[The problem]
Count the lines in the items below that contain the string "goose", treating uppercase and lowercase letters as different. Give only the number.

[Supplied material]
/---

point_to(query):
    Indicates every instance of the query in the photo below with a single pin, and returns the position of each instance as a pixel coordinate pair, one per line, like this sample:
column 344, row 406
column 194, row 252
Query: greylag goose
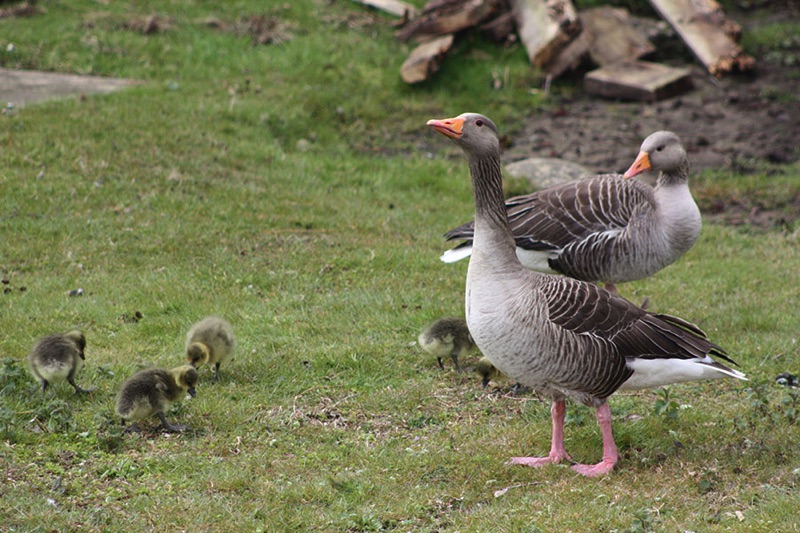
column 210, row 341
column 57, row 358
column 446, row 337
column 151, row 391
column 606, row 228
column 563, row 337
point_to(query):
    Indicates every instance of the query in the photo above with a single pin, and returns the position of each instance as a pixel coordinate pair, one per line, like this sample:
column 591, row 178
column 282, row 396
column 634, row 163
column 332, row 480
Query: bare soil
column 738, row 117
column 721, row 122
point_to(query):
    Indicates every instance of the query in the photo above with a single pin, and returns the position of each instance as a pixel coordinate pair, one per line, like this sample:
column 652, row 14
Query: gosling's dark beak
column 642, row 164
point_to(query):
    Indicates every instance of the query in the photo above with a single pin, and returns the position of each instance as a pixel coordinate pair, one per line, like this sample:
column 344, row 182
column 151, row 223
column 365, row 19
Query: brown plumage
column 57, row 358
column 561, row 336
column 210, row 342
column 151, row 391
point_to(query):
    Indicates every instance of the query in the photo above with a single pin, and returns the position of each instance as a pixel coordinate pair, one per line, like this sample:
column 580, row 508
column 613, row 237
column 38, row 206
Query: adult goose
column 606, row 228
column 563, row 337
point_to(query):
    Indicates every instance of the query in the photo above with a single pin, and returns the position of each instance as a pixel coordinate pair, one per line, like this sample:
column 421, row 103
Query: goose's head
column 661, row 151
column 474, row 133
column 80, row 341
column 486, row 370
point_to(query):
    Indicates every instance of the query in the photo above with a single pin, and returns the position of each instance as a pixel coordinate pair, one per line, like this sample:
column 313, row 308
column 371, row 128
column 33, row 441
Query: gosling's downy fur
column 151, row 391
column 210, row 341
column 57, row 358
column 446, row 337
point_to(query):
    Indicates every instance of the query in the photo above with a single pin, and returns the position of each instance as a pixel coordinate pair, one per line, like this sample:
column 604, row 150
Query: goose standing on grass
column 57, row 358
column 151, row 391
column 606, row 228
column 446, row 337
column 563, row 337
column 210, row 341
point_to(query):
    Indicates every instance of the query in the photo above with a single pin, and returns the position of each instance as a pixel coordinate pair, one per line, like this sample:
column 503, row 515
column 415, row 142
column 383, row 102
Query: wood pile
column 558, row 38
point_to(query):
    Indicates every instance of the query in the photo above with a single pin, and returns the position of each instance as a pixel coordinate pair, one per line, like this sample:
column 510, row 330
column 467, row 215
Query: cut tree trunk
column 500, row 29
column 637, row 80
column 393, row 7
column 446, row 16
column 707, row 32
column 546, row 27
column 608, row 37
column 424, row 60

\---
/---

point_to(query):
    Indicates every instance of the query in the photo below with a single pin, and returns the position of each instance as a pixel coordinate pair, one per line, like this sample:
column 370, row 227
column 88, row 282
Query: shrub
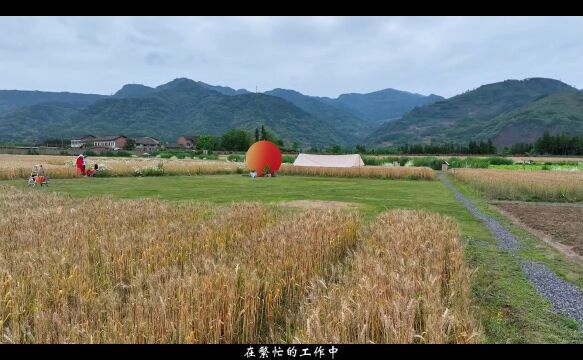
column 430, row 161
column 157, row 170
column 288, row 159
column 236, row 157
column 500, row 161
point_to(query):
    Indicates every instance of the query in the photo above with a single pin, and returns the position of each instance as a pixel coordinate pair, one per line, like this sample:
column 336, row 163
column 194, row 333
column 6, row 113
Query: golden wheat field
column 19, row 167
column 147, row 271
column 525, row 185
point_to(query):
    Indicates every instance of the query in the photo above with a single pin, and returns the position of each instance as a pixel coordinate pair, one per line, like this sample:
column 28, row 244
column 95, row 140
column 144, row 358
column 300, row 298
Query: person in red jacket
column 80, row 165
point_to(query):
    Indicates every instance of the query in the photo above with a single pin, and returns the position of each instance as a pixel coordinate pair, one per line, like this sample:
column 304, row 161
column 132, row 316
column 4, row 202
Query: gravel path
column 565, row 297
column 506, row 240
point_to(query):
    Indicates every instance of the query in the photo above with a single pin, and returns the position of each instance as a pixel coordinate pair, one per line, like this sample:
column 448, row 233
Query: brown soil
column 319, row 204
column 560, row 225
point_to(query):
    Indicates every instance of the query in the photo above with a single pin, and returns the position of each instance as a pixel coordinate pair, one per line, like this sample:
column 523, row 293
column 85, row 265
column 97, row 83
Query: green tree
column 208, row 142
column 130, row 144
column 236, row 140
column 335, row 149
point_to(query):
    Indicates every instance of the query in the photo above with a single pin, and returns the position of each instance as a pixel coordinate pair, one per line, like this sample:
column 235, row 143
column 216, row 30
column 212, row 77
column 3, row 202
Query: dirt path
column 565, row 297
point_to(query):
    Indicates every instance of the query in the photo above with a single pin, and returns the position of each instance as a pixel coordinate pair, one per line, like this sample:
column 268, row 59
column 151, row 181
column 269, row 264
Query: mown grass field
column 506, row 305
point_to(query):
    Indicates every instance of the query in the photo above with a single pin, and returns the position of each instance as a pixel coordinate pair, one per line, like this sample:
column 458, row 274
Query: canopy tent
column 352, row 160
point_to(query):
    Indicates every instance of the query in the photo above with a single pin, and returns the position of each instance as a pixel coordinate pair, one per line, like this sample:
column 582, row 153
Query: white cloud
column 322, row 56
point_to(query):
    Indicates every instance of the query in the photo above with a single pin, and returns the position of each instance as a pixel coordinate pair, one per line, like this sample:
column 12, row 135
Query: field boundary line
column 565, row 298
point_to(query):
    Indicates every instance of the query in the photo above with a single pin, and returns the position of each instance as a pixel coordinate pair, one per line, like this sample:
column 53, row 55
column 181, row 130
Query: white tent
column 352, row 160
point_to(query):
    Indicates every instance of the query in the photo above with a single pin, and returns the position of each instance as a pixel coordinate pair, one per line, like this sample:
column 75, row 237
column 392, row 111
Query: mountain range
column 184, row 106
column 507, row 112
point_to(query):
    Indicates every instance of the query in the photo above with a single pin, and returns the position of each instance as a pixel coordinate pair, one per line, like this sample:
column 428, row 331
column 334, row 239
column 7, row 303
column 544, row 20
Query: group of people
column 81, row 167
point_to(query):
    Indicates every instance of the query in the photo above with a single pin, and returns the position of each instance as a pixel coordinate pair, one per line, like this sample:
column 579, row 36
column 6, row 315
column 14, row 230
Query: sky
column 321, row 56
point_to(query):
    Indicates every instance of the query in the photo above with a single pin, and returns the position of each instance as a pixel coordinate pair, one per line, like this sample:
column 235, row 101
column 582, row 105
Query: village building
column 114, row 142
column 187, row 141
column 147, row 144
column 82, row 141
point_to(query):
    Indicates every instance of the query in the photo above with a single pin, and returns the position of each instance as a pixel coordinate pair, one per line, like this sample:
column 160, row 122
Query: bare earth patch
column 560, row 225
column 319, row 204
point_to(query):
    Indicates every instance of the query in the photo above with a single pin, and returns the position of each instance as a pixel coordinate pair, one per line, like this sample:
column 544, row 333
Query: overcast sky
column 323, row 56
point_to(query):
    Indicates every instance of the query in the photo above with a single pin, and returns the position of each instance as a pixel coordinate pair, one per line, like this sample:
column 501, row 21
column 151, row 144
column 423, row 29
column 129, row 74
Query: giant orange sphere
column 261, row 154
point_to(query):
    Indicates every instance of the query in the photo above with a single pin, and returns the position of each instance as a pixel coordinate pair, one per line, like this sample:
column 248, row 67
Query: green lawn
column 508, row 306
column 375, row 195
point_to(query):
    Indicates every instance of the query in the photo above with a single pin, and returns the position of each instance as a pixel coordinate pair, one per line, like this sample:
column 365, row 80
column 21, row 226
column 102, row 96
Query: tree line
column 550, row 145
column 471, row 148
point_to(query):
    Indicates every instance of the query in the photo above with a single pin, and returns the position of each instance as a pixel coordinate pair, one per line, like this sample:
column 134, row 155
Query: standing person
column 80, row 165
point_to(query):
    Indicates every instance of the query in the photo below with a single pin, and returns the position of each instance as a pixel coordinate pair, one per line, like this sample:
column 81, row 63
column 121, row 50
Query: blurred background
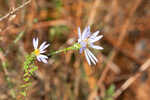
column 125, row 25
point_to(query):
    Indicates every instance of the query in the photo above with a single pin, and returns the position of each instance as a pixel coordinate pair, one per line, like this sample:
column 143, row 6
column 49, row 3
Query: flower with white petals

\---

[The response]
4